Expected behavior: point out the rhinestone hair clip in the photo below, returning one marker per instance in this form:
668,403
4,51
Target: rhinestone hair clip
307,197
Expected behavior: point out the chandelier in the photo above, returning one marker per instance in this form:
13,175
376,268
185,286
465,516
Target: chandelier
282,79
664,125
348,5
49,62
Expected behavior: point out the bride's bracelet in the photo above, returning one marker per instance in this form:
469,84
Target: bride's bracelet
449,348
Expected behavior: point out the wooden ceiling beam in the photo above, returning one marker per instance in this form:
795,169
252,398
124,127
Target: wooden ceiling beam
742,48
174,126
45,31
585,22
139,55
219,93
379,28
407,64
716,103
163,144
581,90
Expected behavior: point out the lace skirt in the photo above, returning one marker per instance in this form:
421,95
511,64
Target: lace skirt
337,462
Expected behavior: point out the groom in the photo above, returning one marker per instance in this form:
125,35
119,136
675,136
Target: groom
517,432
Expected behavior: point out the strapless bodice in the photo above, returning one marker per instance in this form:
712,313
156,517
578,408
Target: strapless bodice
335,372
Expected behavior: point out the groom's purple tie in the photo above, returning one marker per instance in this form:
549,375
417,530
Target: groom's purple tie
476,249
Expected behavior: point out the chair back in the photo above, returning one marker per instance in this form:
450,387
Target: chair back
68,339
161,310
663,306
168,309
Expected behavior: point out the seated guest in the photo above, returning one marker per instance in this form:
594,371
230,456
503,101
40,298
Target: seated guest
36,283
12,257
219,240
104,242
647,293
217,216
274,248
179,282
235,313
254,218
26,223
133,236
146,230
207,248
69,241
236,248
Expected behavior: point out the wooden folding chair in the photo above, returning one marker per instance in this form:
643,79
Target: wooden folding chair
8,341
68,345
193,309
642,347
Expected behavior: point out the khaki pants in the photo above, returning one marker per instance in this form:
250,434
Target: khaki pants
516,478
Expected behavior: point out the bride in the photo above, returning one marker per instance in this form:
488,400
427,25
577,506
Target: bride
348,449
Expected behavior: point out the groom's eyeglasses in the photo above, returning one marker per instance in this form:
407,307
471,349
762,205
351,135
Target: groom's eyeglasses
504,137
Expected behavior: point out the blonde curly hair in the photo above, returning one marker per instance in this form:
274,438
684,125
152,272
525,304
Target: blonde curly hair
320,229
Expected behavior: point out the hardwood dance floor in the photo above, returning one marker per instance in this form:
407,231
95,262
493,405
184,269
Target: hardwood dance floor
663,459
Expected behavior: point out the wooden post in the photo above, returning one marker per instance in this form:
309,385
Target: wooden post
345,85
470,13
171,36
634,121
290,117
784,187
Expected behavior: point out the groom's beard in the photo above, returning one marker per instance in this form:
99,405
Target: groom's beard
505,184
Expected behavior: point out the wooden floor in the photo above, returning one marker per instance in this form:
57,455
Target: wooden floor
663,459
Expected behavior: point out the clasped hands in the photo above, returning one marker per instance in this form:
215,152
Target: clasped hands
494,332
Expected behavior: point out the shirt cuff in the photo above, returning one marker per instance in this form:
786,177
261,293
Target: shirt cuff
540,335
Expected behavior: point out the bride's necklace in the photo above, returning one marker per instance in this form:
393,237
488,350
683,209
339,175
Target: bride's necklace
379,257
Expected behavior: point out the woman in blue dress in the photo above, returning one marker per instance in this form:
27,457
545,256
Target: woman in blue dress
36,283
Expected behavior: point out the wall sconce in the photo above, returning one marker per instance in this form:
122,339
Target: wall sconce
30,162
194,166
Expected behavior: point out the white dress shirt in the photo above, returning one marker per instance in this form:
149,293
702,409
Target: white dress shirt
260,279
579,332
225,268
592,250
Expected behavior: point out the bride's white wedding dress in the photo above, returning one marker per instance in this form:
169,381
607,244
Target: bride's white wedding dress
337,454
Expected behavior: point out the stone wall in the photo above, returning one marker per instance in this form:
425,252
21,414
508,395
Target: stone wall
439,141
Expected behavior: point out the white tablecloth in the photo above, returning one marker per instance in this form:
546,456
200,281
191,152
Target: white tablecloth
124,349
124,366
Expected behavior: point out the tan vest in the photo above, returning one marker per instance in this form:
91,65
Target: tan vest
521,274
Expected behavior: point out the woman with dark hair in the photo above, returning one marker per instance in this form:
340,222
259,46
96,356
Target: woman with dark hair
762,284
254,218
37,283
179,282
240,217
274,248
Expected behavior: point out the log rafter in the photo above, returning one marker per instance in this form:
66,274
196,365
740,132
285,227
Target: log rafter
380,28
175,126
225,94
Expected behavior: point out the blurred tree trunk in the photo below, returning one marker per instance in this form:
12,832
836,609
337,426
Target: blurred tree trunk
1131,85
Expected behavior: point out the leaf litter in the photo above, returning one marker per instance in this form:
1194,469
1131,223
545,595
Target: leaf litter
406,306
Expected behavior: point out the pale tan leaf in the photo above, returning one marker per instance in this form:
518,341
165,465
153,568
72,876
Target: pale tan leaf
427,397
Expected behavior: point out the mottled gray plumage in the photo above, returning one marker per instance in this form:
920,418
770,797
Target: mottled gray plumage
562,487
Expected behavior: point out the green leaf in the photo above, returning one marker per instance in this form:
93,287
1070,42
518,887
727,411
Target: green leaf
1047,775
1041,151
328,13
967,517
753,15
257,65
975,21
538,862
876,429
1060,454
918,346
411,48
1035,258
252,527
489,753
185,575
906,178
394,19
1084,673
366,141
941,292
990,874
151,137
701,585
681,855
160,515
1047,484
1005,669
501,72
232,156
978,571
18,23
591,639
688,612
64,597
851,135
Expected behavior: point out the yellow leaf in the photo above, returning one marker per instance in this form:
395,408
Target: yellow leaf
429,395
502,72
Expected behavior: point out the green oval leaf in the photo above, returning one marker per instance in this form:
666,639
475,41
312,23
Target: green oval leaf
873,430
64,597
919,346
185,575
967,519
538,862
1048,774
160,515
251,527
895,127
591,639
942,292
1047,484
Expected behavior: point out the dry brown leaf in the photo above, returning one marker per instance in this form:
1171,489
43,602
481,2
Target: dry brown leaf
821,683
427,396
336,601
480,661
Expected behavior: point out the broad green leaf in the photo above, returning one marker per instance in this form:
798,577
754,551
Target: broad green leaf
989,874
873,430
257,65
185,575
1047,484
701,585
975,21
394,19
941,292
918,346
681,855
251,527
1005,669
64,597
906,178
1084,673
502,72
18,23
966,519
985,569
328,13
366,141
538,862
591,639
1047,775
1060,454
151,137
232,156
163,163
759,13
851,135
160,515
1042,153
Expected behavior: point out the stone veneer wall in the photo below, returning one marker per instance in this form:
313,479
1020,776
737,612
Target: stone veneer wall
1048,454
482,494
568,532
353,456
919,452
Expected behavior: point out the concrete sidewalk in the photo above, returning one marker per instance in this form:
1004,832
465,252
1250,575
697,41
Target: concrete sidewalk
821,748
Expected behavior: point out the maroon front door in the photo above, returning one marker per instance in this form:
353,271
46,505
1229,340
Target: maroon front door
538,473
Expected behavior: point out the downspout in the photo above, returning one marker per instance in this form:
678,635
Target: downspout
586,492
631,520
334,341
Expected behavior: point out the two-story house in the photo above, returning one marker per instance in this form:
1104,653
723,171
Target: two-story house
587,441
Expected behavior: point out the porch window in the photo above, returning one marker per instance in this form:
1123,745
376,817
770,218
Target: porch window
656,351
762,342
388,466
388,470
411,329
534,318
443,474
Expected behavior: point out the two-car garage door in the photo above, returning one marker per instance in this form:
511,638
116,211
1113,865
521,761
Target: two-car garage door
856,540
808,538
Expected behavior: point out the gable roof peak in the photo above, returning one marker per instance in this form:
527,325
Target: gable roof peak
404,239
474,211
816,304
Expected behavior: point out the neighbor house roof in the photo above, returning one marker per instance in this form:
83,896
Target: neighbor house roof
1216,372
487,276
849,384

++++++++++++++++++++

[Task to carry out]: Output the whole listing above again, word for word.

[The reply]:
Expected behavior: point out the rhinestone hair clip in the photo below, returning one marker per instance in this form:
668,403
4,51
Target: rhinestone hair clip
307,197
Expected behavior: point out the chandelier in the photo above, returning one marker per instance in this form:
13,175
376,268
185,286
465,516
Target: chandelier
282,79
664,125
348,5
49,62
Expected behavior: point out the bride's bracelet in the photo above, returning one marker per instance in this form:
469,84
Target: bride's bracelet
449,348
Expected behavior: point out the wooden ceiling beam in the photo above, returning one marker per instance in this form:
795,169
252,398
124,127
Target: wooden ceiling beam
742,48
174,126
45,31
585,22
139,55
219,93
379,28
407,64
716,103
163,144
581,90
Expected behavior: point out the lace skirt in the photo above, returning one marker per instance in this form:
421,95
511,64
Target: lace skirt
337,462
Expected behavior: point out the groom in the photo above, returning one marker per instance in this form:
125,35
119,136
675,136
Target: groom
517,432
Expected behavior: point out the strapless bodice in the photo above, returning one marker per instance in this form:
712,313
156,517
578,408
Target: strapless bodice
335,372
Expected behavior: point out the groom's purple tie in the photo above, returning one marker per instance in this form:
549,375
417,530
Target: groom's purple tie
476,249
Expected behavior: point out the chair back in the photo above, returning one marker per instance in this form:
450,387
Target: chair back
68,339
161,310
663,306
168,309
Expected behavior: point out the seated guest in the photo above, returning one marker per instance in this form:
594,371
230,456
503,101
40,298
Target: seated guest
36,283
12,257
219,240
104,242
647,293
217,216
274,248
179,282
235,313
254,218
26,223
133,236
146,230
207,248
69,241
236,248
Expected behavior: point out the wooden folding chair in the photo above, returning one marker per instance in this form:
643,79
Target: wooden folding chair
8,341
68,345
193,309
642,347
Expected behavior: point out the khaki pants in the photo above, returning one marker per instance in this form:
250,434
Target: khaki pants
516,478
Expected behavior: point out the bride in the photo above, returning one marker per instance in this form:
488,400
427,25
577,506
Target: bride
348,449
Expected behavior: point out the groom's eyeglasses in the photo above, returning one marker per instance in this form:
407,307
471,349
762,205
351,135
Target: groom's eyeglasses
504,137
Expected behavior: point out the blonde curly hair in the photo above, returning one marker per instance in this form:
274,438
684,125
152,272
525,304
Target: blonde curly hair
320,229
Expected behavior: point out the hardwood dance floor in the photo above, returning one marker per instance in this form:
407,231
95,262
493,405
184,269
Target: hardwood dance floor
663,459
Expected behavior: point out the wooden post in the photo above, returning one marker per instance in this form:
309,385
Target: wooden post
345,85
470,13
171,36
634,121
290,117
784,187
Expected behavior: point out the groom's beard in the photo above, returning one marker per instance in this form:
99,405
Target: groom's beard
505,184
Expected behavior: point out the wooden floor in the photo above, returning one marker per instance in this form:
57,455
Target: wooden floor
663,459
Expected behavior: point out the clasped hands in the photo above, returning one marker per instance in this form:
215,152
Target: clasped hands
494,332
Expected behavior: point out the shirt cuff in the photo above, returning one marker per instance in this form:
786,177
261,293
Target: shirt cuff
540,335
Expected behavior: point out the bride's necklace in the photo above, returning one marker per instance in this form:
393,237
488,350
683,209
339,175
Target: bride's necklace
379,257
Expected behavior: point out the woman in blue dress in the photo above, returning one marker per instance in this form:
27,457
545,256
Target: woman in blue dress
36,283
Expected behavior: point out the wall sconce in the photo above, returning one marker per instance in this form:
122,339
Target: wall sconce
30,162
194,166
Expected behavior: point out the white dress shirt in the photo above, returning one marker per instance in this form:
149,293
702,409
Target: white dress shirt
260,279
579,332
225,268
592,250
Expected behavior: point out the bride's white wedding dress in the photo above, returning one marker per instance in this form:
169,381
607,244
Target: bride's white wedding dress
337,454
Expected behavior: point out the stone wall in the photo above, returning one marker per instance in this form:
425,252
21,414
508,395
Target: stone wall
439,141
Expected behavior: point out the white tablecloth in the photo above, returning one marker per instance in this form:
546,456
200,281
191,152
Target: white tablecloth
124,349
124,366
Expected behavior: point out the tan vest in the photo above, returning one marker per instance in this form:
91,65
Target: tan vest
521,274
Expected behavior: point out the woman with dark hair in the photo above, returning one marker per instance in this form:
340,222
259,46
96,356
Target: woman with dark hair
762,284
254,218
37,283
179,282
240,217
274,248
Expected behavior: point out the log rafter in the photo above, returning one marker per instance in this form:
66,274
196,365
740,132
285,227
Target: log rafter
380,28
175,126
225,94
Expected behavior: point out the blurred tree trunk in the photo below, returning one marker per instance in this form:
12,832
836,609
337,426
Target: blurred tree trunk
1131,85
Expected behavior: point out the leaf litter in the photo above, returning one marker per instance in this form:
1194,469
1131,223
545,595
Target: leaf litter
406,306
Expected behavior: point out the pale tan leaf in the photo above, returning one marker per instance in this form:
518,341
165,465
153,568
72,876
Target: pale tan leaf
427,397
Expected behavior: point out the mottled gray plumage in the photo above, returning one marker per instance in this form:
920,418
770,797
Target: mottled gray plumage
562,487
Expected behavior: point out the green leaf in the photo above, returning one marker per instance in this form:
93,287
1070,42
518,887
727,411
Target: green leaf
1047,775
1041,151
328,13
967,517
753,15
257,65
975,21
538,862
876,429
1060,454
918,346
411,48
1035,258
252,527
489,753
185,575
906,178
394,19
1084,673
366,141
941,292
990,874
151,137
701,585
681,855
160,515
1047,484
1005,669
501,72
232,156
978,571
18,23
591,639
688,612
64,597
851,135
Expected behavior: point out the yellow leaf in the photo above, returning one marker per instance in this form:
395,408
Target: yellow leaf
429,395
502,72
Expected behavior: point out the green oval leaf in the photo above, returning one marker per instance in this form:
666,639
475,41
312,23
Target: green oval leaf
873,430
64,597
919,346
185,575
967,519
538,862
1048,774
160,515
251,527
895,127
591,639
942,292
1047,484
Expected behavior: point out the dry brown leaf in the photo above, returning one marker per instance in this form:
1171,489
43,602
481,2
Target: dry brown leaf
821,683
427,396
336,601
480,661
Expected behavior: point out the broad green leaf in the photo above, returning one marker per instance in this form:
798,577
754,551
Target: broad green leaf
989,874
873,430
257,65
185,575
1047,484
701,585
975,21
394,19
941,292
918,346
681,855
251,527
1005,669
64,597
906,178
1084,673
502,72
18,23
966,519
985,569
328,13
366,141
538,862
591,639
1047,775
1060,454
151,137
232,156
163,163
759,13
851,135
160,515
1042,153
Expected behavior: point out the stone veneer wall in the photo below, returning one marker per instance in this form:
313,479
1020,776
737,612
Target: stone veneer wall
1048,454
482,494
568,532
353,456
919,452
Expected behavior: point out the concrete sidewalk in the photo above, returning one marker per instance in this form:
1004,832
465,252
1250,575
697,41
Target: concrete sidewalk
821,748
Expected behavior: point out the maroon front door in the photo above, returning one marker per instance in this form:
353,271
46,505
1229,340
Target: maroon front door
538,473
Expected behavior: point out the downspout in the photo above, returning one marker per instance in this form:
678,635
Target: downspout
586,492
631,520
334,341
Expected behavior: point out the two-story house in the photo above, returning one marker per instance in this form:
1104,653
723,171
Target: two-story house
587,441
Expected behavior: point out the porch window in the photo above, returning one marker per instance in this form:
1123,745
376,817
770,218
Target: porch window
656,351
762,342
388,466
388,470
411,329
534,318
443,474
Expected behavior: point out the two-car garage door in the photo above, returning one marker per instance in this form:
511,638
116,211
1113,865
521,761
Target: two-car garage door
856,540
808,538
Expected behavior: point out the gable roof peak in the photo above, returning one marker per instance in this form:
527,325
Target: gable roof peak
404,239
474,211
816,304
Expected behavior: point out the neighbor house roof in the photo above, returning one marker per instance in this form:
83,896
Target: neighbor house roof
1216,372
487,276
849,384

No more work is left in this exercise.